#### Extrait:
##########

Outre les instructions vues précédemment, le code utilise des constructions particulières qui ne correspondent pas à du code qui sera exécuté par le processeur, mais qui permettent de donner des indications à l’assembleur (c’est-à-dire au programme qui va transformer ce code en langage machine) ou au lecteur :

  • Les commentaires : il s’agit des lignes qui commencent par le caractère « ; ».
  • Les labels : il s’agit des lignes qui commencent par le caractère « . » et qui permettent de faire référence à des adresses en mémoire. Ces labels peuvent ensuite être utilisés dans les instructions qui attendent une adresse mémoire. C’est l’assembleur qui va remplacer ces labels par des adresses effectives lors de la génération du fichier binaire.
  • Les réservations d’espace mémoire : l’instruction DW (Define Word) permet de réserver de l’espace mémoire pour stocker un mot de 16 bits et de l’initialiser à une certaine valeur. Les déclarations « DW » sont généralement précédées d’un label afin de pouvoir utiliser facilement leur adresse mémoire dans le code. On trouve aussi couramment des variantes DB (Define Byte) et DD (Define Double word), mais on ne les supportera pas ici.

4.2 Assembleur

C’est bien beau d’avoir un programme en assembleur, mais si c’est pour faire « l’assemblage » (c’est-à-dire la conversion d’un programme sous forme de texte vers un fichier binaire compréhensible par la machine) à la main, cela va vite être fatigant.

##########

(Lignes d'identification des positions)
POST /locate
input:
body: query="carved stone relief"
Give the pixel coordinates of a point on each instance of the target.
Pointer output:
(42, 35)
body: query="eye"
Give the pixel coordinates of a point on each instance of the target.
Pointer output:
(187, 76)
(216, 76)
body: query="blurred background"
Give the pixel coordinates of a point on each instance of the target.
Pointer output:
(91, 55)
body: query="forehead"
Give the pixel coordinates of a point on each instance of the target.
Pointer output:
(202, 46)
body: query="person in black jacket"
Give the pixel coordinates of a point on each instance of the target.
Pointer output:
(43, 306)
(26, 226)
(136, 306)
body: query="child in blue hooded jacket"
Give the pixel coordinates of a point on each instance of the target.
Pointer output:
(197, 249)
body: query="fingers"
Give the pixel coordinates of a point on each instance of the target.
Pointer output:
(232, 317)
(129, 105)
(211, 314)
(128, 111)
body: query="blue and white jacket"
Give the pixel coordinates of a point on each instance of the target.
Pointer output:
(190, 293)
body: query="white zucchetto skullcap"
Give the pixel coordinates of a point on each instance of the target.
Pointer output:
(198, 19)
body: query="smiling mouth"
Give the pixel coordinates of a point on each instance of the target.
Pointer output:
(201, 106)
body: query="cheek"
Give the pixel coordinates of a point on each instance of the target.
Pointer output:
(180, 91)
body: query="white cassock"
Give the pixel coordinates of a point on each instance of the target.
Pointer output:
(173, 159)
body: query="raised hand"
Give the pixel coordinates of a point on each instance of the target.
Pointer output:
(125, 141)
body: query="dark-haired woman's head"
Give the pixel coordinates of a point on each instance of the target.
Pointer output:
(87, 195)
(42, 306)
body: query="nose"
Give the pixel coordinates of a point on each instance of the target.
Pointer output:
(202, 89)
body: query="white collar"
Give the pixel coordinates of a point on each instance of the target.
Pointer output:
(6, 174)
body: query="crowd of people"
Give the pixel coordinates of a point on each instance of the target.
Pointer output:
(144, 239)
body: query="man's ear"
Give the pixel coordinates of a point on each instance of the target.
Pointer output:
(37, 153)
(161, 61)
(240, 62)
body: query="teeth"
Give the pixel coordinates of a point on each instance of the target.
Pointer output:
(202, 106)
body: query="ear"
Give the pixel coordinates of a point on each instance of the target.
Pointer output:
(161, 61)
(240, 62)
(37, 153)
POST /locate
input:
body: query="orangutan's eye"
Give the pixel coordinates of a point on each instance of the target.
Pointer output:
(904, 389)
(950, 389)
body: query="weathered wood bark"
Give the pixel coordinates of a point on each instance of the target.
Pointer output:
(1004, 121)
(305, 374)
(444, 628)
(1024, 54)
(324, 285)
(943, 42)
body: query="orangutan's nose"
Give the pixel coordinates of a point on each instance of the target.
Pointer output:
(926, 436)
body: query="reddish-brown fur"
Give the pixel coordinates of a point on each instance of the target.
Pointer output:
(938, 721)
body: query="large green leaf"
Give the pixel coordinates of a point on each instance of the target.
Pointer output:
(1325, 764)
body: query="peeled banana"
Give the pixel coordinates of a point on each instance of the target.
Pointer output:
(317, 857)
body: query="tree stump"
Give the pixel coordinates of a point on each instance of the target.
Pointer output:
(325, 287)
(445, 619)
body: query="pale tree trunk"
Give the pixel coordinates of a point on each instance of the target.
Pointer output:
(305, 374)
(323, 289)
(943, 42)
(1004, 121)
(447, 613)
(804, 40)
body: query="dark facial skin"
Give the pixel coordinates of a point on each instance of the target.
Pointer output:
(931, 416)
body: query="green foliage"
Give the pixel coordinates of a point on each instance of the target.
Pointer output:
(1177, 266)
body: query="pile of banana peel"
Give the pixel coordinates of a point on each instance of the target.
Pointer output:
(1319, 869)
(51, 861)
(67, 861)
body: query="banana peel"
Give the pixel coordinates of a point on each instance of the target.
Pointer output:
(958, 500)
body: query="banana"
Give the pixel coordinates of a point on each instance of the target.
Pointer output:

##########

#### Objectif de l'exercice:
Restituez mot pour mot le passage de l'extrait sur l'assembleur qui commence par « 4.2 Assembleur » et se termine par « vite être fatigant. ».

#### Problème résolu:
4.2 Assembleur

C’est bien beau d’avoir un programme en assembleur, mais si c’est pour faire « l’assemblage » (c’est-à-dire la conversion d’un programme sous forme de texte vers un fichier binaire compréhensible par la machine) à la main, cela va vite être fatigant.